> [Description of the task]: Quote exactly and only this range of lines in the data below: the line that holds "of the crowded" to the line that holds "of the illuminated", both included.

[Referring expression pointing data]
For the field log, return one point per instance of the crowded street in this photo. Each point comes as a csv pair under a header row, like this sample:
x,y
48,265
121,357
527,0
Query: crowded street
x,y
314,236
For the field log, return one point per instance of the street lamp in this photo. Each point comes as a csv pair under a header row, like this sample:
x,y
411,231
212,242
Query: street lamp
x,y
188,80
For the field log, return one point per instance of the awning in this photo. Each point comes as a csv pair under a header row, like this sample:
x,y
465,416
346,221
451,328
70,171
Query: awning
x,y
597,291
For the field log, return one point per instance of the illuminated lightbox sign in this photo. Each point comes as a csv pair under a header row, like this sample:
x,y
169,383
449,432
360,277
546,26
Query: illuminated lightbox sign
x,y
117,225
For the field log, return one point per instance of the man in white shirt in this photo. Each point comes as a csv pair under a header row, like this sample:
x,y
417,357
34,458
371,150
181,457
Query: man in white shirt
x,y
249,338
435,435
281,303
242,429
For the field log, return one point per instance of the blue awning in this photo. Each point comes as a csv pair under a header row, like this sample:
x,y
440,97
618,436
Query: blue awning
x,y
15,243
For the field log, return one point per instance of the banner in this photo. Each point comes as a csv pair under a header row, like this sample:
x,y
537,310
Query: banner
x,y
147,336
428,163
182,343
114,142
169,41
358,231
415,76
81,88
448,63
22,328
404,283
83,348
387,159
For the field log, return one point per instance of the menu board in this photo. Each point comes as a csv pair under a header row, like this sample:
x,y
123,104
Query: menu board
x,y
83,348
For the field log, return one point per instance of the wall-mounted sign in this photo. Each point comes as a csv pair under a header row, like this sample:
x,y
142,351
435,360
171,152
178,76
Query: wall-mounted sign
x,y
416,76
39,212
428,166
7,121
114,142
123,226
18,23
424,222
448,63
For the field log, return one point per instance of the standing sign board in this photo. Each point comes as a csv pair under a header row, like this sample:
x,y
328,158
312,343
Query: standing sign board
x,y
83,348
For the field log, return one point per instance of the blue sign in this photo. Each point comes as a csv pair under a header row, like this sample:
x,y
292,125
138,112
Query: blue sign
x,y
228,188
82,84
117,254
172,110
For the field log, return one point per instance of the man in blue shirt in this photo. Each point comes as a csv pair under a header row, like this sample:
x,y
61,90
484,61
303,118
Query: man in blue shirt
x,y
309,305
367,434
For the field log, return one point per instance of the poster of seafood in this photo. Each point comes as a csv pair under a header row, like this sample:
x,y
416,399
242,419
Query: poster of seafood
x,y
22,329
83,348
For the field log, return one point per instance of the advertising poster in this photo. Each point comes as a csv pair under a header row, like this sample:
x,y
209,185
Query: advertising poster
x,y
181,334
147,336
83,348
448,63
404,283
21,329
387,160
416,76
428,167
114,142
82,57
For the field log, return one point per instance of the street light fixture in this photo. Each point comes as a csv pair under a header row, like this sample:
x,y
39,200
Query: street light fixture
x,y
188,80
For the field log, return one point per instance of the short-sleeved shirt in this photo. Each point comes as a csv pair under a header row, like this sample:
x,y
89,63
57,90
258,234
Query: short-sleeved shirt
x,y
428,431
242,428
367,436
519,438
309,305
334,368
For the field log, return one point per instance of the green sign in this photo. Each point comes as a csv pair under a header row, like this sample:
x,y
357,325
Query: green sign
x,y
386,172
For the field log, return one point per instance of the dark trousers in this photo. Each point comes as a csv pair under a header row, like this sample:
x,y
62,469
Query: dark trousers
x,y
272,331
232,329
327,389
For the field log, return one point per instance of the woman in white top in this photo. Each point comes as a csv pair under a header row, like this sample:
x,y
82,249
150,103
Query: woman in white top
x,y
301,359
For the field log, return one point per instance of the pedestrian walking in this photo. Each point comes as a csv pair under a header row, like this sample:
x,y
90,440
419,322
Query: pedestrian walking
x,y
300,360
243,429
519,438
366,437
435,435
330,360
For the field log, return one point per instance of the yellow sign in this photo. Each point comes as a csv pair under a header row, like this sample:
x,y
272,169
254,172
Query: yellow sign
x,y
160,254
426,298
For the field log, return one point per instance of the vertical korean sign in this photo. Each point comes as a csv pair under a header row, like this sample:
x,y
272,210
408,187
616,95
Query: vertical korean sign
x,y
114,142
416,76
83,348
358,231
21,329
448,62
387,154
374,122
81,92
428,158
...
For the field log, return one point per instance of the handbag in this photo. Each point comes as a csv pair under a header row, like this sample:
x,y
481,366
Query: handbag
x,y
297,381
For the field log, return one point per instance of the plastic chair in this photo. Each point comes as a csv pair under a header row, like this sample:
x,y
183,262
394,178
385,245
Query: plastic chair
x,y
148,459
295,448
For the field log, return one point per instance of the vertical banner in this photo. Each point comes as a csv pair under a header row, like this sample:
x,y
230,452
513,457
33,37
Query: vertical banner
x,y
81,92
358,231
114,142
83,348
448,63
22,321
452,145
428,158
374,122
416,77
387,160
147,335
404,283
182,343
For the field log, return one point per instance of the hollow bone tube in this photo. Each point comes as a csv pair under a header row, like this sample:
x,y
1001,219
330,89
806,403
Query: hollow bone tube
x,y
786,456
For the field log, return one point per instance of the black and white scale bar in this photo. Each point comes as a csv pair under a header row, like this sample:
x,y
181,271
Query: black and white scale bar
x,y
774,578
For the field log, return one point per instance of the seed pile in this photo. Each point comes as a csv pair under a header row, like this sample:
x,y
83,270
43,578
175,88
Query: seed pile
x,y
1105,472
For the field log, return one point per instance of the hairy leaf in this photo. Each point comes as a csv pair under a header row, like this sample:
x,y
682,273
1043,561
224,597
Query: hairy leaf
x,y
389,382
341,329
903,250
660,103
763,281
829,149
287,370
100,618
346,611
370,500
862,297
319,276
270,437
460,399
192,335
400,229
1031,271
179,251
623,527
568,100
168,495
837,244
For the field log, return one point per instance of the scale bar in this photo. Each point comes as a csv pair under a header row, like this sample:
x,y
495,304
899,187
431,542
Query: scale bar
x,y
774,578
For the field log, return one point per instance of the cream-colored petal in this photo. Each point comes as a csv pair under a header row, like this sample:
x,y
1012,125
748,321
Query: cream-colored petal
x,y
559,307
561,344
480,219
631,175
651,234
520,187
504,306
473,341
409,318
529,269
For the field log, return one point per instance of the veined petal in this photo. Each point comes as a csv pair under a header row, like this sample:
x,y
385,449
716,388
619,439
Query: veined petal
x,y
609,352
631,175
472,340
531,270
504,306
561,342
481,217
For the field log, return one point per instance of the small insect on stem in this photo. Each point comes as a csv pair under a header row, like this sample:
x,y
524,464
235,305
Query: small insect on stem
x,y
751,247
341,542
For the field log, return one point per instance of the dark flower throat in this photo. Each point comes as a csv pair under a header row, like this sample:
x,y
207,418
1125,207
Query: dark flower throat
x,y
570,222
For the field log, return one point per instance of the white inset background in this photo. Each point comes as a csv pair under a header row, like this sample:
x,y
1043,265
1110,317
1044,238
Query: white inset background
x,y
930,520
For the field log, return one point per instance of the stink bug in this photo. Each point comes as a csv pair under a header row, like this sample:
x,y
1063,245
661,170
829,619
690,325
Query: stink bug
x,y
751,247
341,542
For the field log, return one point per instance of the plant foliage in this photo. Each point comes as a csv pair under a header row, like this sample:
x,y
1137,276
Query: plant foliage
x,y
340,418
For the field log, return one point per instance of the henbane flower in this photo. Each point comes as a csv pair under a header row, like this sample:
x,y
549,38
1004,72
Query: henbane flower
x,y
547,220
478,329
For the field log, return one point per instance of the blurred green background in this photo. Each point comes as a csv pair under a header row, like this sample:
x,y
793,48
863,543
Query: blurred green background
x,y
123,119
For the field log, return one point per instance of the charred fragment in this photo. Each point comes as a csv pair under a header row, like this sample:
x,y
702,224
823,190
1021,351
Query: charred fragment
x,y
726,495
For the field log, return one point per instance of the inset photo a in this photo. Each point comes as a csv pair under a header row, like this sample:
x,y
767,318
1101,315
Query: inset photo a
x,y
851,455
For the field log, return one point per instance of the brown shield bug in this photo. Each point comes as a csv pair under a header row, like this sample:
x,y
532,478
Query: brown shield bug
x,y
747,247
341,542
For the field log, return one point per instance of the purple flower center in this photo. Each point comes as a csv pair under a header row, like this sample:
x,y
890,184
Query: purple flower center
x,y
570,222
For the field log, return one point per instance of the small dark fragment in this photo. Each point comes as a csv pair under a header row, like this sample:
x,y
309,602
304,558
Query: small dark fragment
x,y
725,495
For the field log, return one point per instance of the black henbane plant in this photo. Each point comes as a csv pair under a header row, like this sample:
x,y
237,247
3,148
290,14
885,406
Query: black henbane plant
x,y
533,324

> [Task output]:
For the field log, return one point per instance of the crowded street in this photo. Each point comes as a csv pair under a header row, like this sample:
x,y
48,265
121,357
527,0
Query: crowded street
x,y
314,236
For the field log, return one point per instance of the street lamp in this photo. Each point comes as a csv pair under a header row, like this sample:
x,y
411,231
212,242
Query: street lamp
x,y
188,80
For the field log, return one point per instance of the awning in this photo. Each point comes as a csv pair under a header row, like this sample:
x,y
465,416
346,221
451,328
70,171
Query: awning
x,y
597,291
For the field log, return one point per instance of the illuminated lightbox sign in this photo. Each point comes as a csv pair under a header row, like this sample:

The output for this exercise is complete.